ASSIGNED TASK =
Taking the line with "positive clicks: (335, 222)" as the first and the line with "positive clicks: (504, 350)" as the last, set down exactly every line in that range from the entries below, and no more.

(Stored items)
□ □ □

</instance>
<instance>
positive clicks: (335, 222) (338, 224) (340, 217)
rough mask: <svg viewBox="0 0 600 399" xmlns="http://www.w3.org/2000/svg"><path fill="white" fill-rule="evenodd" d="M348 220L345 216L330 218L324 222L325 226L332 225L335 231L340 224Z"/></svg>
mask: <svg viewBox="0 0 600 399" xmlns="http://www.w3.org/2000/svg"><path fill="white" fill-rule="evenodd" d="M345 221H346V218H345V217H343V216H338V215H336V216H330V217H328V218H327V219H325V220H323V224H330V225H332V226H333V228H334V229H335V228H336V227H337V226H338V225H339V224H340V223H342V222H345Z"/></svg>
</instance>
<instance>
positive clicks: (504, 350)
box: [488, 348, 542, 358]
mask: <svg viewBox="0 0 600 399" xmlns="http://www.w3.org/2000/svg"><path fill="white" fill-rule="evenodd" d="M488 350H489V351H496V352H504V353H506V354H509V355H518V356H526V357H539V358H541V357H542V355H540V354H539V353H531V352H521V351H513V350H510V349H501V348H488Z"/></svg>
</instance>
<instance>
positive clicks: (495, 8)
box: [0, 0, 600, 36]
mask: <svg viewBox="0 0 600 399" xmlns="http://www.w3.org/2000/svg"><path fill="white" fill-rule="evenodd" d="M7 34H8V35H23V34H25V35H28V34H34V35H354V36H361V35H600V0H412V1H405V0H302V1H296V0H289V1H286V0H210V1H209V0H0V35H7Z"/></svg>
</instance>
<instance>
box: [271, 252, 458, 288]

□ □ □

SOLUTION =
positive clicks: (335, 222) (338, 224) (340, 217)
rough mask: <svg viewBox="0 0 600 399" xmlns="http://www.w3.org/2000/svg"><path fill="white" fill-rule="evenodd" d="M348 220L345 216L330 218L324 222L325 226L332 225L335 231L340 224Z"/></svg>
mask: <svg viewBox="0 0 600 399" xmlns="http://www.w3.org/2000/svg"><path fill="white" fill-rule="evenodd" d="M345 221H346V218H345V217H343V216H338V215H336V216H330V217H328V218H327V219H325V220H323V224H330V225H332V226H333V228H334V229H335V228H336V227H337V226H338V225H339V224H340V223H342V222H345Z"/></svg>
</instance>
<instance>
positive clicks: (504, 350)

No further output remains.